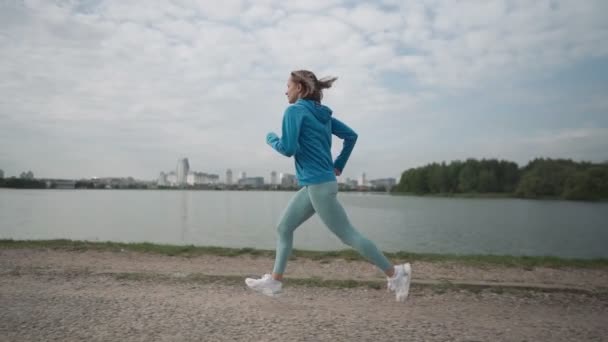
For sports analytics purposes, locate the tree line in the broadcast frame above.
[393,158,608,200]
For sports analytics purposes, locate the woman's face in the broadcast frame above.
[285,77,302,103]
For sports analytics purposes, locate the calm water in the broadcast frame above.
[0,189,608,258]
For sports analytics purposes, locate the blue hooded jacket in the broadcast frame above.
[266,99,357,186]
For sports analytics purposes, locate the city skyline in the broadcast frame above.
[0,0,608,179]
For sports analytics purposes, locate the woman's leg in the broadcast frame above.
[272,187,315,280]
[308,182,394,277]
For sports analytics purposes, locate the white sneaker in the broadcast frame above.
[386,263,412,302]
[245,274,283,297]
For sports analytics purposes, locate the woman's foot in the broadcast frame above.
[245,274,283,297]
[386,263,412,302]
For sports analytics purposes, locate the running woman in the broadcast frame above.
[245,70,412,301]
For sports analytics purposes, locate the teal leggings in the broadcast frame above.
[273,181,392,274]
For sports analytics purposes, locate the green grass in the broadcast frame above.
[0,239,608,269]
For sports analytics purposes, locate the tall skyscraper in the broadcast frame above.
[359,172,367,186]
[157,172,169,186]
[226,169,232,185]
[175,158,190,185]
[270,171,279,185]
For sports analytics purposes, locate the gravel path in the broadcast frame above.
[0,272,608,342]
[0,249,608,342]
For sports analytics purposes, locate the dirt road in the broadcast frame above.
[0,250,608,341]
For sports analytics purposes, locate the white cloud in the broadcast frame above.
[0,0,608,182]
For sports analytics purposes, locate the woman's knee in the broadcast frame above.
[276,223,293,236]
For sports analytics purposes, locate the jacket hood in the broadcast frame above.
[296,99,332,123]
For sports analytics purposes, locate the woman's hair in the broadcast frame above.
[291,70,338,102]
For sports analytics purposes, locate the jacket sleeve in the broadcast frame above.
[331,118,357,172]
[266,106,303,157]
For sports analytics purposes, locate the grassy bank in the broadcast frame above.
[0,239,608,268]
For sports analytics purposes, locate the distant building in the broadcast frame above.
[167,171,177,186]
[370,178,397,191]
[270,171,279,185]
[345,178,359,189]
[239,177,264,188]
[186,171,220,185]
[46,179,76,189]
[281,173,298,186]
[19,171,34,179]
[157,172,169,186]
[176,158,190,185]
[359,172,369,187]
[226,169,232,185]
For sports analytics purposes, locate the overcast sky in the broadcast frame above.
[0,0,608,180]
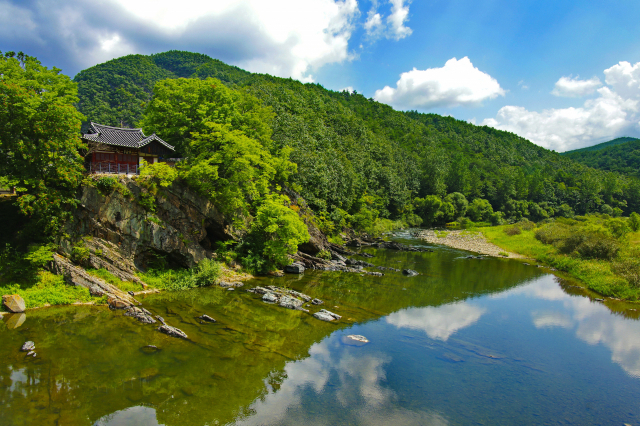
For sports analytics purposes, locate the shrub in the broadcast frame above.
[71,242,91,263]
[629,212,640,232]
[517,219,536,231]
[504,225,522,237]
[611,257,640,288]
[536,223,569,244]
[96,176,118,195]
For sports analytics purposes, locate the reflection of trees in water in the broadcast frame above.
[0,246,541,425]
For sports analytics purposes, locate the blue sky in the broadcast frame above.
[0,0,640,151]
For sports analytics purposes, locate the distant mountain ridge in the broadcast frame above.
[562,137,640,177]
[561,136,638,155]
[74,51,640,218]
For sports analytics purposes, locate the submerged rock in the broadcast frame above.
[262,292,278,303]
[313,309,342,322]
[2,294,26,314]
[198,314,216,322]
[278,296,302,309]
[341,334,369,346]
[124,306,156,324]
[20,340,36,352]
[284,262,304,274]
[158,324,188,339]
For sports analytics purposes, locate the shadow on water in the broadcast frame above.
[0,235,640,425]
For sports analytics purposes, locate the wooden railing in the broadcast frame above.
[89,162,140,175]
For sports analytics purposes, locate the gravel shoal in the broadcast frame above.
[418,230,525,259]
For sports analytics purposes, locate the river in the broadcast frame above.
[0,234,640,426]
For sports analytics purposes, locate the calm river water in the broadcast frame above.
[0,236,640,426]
★ ★ ★
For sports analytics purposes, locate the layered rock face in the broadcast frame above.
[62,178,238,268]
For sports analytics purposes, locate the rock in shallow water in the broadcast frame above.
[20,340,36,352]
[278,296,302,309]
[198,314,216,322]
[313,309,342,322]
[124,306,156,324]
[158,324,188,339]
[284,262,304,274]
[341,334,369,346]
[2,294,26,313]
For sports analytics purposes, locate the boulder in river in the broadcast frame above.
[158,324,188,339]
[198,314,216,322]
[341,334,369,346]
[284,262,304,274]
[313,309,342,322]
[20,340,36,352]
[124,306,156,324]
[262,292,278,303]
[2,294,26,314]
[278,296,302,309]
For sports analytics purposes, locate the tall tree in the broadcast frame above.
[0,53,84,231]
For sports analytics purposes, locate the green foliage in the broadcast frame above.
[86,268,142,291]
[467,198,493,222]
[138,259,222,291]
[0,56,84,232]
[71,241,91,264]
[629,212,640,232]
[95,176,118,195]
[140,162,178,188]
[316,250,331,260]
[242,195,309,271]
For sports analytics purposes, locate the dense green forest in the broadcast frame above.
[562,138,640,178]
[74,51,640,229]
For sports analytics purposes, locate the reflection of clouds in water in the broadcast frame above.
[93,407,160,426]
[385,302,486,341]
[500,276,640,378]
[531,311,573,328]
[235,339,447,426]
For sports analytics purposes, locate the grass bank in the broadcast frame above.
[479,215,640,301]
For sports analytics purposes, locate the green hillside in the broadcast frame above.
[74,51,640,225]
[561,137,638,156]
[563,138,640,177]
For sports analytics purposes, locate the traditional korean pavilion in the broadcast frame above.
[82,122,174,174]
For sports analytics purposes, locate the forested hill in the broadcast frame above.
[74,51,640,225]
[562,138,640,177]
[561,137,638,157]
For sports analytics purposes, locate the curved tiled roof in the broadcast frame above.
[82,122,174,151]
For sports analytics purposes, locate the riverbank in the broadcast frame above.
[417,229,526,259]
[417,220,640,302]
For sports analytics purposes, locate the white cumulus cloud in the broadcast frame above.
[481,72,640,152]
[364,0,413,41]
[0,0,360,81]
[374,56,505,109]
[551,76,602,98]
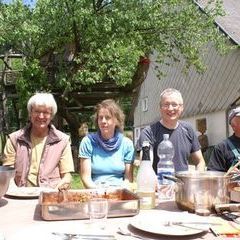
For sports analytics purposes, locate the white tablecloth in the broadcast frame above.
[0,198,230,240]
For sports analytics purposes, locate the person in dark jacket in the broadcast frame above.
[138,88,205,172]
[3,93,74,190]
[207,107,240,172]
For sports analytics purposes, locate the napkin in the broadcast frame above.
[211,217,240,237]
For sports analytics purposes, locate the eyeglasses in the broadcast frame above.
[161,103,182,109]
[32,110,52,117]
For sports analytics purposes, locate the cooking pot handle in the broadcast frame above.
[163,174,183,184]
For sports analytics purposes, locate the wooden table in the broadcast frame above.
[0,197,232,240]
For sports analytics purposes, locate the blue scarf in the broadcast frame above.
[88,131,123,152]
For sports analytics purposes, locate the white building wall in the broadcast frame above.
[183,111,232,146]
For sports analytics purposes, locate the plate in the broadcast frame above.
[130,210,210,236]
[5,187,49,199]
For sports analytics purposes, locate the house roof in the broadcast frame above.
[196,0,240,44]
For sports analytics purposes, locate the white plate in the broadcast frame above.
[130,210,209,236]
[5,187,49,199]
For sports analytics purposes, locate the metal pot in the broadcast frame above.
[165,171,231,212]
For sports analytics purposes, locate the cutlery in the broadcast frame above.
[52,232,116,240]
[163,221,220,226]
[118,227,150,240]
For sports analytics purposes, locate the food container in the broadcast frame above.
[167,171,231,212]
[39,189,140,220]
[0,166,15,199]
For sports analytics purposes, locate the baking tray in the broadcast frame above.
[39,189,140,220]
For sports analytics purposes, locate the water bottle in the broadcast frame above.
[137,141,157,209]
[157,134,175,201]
★ ★ ★
Parti dalla riga che contiene "For sports analytics purposes, locate the blue scarf" e fermati dopo quella che contiene "[157,134,175,201]", poi trasforma questo tratto in un CSV con le colonne "testo" e "risposta". Metti una riga del CSV per ogni testo, con il testo e la sua risposta ciascuno in un solo campo tra virgolette e gli a capo sostituiti da spazi.

# Soluzione del compito
testo,risposta
"For sports analytics purposes, locate the blue scarf in the broadcast frame above.","[88,131,123,152]"
"For sports analytics purposes, locate the white building wall in the broadcast frame above.","[183,111,232,146]"
"For sports analytics purposes, locate the plate in the broadcast frame above.","[130,210,210,236] [5,187,49,199]"
"For sports analytics purposes, locate the house roof in the broadcast frame above.","[196,0,240,44]"
"For sports analytics purposes, locate the white plate in the broadcast frame above.","[130,210,209,236] [5,187,49,199]"
"For sports analytics purposes, locate the metal pot in the broadcast frame above.","[165,171,231,212]"
"For sports analytics purposes, locate the cutlery in the broadcast frame above.","[52,232,116,240] [163,221,220,226] [118,227,150,240]"
"For sports analytics purposes, locate the food container in the broadcast frame above.","[167,171,231,212] [39,189,140,220] [0,166,15,199]"
"For sports analytics purposes, locate the baking tray in the broadcast frame above.","[39,189,140,220]"
"For sports analytics purposes, locate the water bottle in the broadcast frame above.","[137,141,157,209] [157,134,175,201]"